Stored items from a collection
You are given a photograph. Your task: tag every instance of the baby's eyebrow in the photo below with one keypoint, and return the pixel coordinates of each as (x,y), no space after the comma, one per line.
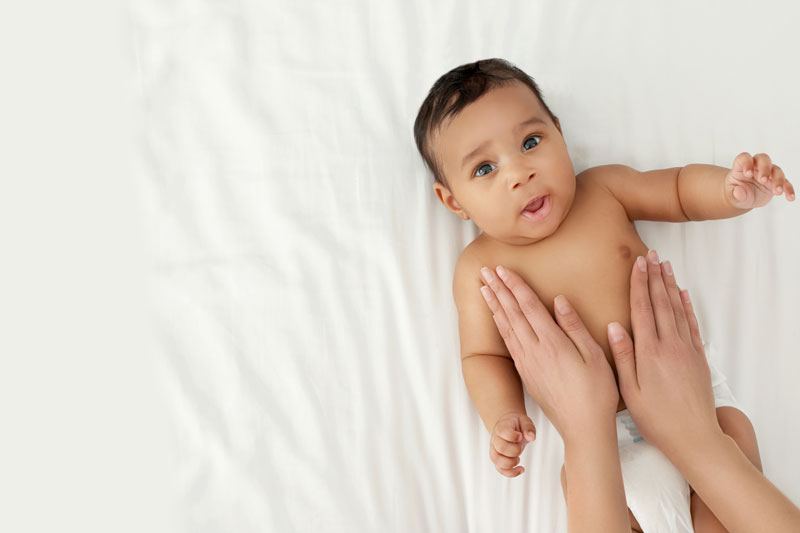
(533,120)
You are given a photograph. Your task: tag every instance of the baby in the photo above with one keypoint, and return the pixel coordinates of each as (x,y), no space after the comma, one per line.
(498,157)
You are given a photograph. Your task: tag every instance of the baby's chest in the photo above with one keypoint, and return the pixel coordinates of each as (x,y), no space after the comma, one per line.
(589,263)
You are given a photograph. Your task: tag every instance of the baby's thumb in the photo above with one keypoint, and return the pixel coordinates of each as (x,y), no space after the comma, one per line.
(528,429)
(624,359)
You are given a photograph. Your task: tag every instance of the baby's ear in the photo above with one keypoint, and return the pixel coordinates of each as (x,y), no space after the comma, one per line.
(448,200)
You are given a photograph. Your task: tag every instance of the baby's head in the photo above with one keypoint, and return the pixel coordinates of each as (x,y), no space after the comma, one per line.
(487,158)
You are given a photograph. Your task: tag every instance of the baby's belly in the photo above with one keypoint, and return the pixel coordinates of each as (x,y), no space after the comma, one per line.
(599,292)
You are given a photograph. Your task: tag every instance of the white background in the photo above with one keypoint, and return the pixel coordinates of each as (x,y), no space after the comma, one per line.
(226,282)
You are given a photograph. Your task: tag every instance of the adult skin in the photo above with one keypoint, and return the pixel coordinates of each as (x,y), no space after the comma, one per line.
(665,381)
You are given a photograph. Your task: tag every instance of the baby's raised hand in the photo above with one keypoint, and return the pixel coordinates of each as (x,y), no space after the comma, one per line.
(510,435)
(754,180)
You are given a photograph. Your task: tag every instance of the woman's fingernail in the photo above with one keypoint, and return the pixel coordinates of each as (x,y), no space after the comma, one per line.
(485,292)
(501,272)
(615,332)
(562,305)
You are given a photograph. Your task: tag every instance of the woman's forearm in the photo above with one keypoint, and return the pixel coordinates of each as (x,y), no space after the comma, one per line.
(595,494)
(735,491)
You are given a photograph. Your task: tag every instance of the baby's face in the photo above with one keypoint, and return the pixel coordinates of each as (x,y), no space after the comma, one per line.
(519,162)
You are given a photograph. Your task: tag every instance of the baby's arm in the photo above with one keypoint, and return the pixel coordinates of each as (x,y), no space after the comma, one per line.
(489,372)
(679,194)
(494,386)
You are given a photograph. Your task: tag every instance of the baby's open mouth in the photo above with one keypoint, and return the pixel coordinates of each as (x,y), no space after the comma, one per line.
(534,205)
(538,209)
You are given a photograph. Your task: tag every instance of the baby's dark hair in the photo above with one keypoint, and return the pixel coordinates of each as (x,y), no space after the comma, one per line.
(469,82)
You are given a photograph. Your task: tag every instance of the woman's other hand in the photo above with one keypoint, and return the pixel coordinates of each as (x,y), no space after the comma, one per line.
(664,376)
(562,367)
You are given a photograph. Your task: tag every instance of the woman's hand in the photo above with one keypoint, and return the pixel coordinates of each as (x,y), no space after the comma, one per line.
(561,365)
(664,376)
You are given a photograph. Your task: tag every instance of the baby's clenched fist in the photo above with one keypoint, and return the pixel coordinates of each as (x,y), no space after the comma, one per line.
(510,435)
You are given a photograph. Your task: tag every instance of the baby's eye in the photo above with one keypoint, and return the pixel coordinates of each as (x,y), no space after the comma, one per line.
(478,170)
(532,137)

Short problem: Please rewrite everything from the line containing "the woman's other" down through the end of the material, changing each "pixel coordinates" to "image coordinates" and leaving all else as it stands.

Solution to this exercise:
You are given a photograph. Your task: tag every instance of the woman's other hand in the photo above with one keypoint, and return the image coordinates of each as (x,y), no space after the comma, one per line.
(664,376)
(562,367)
You are given a photograph. Your task: tag every instance of the woman's hand in the photo above with one keypoint, and return the image coordinates of each as (x,y), no space after the comma, one per line.
(561,365)
(664,376)
You are given a photograph. Your task: tag every instance of the baby's clenched fist in the photo above with one keypoint, and return the image coordinates of each as (x,y), no space after the comma, one per line.
(510,435)
You are given a photograph. Your task: tag every instance of the baby's eye in the photo above with one keypoint, and return the image coordinates of each as (x,y), no space after the comma, one per line.
(478,170)
(532,137)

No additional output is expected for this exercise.